*Aim of the task*
Find each line in the records below that contains the word "building" and copy those lines.

------ Data provided ------

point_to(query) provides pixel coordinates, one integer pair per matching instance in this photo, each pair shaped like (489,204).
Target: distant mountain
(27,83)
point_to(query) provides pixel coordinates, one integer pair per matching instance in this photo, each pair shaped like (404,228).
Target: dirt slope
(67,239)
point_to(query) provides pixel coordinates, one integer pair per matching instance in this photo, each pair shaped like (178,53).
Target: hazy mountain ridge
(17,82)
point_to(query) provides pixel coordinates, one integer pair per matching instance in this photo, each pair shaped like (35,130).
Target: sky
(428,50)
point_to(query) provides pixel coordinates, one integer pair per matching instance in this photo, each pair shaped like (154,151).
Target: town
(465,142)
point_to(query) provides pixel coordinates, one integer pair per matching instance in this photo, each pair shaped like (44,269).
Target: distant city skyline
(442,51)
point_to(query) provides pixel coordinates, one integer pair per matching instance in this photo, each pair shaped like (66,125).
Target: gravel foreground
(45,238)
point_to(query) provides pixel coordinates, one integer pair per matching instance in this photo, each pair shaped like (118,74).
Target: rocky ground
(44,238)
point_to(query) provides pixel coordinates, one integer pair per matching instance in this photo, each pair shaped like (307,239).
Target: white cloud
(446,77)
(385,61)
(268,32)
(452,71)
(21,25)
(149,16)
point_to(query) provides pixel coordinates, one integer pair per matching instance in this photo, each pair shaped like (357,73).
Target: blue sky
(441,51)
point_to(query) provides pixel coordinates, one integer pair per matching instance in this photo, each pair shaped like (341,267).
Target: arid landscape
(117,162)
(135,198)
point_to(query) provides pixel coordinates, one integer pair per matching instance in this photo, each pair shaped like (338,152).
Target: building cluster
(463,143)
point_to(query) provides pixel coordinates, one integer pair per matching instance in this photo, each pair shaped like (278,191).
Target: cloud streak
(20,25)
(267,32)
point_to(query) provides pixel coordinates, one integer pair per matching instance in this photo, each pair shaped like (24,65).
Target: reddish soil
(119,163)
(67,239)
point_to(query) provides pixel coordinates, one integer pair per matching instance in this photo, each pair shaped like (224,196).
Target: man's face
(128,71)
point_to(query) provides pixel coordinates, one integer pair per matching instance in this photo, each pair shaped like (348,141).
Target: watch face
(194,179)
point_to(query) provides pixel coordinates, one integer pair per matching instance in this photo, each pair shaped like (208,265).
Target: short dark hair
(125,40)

------
------ Data provided ------

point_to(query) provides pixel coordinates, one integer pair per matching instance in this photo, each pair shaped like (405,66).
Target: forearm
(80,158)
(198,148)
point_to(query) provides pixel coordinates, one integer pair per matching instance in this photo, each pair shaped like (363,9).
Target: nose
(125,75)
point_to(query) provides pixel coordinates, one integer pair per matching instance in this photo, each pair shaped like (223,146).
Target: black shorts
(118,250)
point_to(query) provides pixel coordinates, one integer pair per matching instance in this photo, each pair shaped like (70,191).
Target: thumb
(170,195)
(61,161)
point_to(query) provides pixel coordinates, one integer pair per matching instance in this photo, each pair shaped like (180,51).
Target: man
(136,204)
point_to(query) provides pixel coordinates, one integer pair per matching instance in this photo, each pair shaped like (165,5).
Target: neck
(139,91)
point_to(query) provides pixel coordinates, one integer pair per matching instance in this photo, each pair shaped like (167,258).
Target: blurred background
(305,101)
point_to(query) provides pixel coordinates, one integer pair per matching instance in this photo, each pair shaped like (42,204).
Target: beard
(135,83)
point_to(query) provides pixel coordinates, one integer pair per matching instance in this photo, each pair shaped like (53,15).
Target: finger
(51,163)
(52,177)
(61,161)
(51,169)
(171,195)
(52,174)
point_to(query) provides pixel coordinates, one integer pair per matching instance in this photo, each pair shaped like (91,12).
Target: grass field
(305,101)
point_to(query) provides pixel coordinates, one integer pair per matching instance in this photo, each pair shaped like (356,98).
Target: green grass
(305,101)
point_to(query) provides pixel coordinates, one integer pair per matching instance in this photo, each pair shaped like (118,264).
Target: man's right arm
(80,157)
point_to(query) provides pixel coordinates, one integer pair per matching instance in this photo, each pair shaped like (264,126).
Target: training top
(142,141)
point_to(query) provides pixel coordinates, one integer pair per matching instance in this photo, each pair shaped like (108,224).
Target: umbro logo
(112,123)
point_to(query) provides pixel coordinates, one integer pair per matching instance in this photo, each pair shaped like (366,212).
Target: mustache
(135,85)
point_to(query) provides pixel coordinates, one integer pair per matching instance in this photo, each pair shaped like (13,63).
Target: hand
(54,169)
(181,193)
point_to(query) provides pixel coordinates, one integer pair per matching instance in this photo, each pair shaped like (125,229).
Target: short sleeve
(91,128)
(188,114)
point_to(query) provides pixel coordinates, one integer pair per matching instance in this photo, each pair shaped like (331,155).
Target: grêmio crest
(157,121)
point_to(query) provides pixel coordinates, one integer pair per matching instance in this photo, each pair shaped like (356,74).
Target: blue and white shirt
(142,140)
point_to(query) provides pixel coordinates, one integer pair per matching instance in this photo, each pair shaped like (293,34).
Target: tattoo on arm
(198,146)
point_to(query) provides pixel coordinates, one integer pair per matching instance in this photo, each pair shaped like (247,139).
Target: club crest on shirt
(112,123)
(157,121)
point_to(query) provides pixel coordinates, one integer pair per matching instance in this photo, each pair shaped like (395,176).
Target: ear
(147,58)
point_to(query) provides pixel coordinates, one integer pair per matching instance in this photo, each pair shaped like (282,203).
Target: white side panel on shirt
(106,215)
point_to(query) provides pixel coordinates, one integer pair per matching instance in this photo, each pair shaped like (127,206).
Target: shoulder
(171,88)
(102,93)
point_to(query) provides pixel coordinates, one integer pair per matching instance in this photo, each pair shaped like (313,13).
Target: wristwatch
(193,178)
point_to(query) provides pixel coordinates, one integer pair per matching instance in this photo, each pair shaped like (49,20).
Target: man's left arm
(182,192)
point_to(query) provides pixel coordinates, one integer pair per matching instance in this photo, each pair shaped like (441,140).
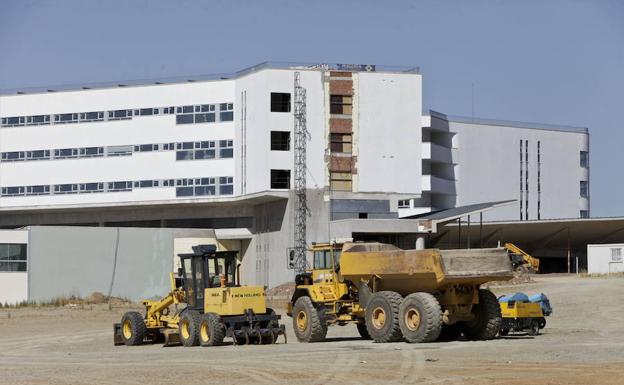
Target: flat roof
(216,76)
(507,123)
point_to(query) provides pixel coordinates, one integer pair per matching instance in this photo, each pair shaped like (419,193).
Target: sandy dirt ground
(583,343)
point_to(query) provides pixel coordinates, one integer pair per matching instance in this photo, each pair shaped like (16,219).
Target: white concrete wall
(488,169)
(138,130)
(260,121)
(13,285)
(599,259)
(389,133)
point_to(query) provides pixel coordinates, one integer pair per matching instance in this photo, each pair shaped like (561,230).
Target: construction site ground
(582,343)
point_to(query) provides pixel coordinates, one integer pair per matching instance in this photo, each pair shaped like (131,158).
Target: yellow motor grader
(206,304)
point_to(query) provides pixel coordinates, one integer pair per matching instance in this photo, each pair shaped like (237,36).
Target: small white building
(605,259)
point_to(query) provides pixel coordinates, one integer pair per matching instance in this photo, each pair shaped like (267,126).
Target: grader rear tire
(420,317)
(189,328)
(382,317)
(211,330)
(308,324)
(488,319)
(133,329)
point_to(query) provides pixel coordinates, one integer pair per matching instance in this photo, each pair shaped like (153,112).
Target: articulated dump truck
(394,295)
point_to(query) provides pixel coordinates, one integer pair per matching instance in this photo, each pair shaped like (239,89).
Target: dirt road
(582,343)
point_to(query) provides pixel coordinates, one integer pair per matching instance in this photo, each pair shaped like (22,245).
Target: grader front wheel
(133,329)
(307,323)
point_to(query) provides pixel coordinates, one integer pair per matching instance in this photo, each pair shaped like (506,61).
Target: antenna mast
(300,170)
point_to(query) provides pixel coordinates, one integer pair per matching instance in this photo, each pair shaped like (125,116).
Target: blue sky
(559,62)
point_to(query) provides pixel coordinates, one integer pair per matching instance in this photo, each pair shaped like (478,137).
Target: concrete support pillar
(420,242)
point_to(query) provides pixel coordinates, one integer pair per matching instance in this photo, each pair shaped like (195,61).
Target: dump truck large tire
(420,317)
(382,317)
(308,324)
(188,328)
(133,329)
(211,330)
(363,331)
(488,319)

------

*Result below*
Target: building cluster
Target: small white building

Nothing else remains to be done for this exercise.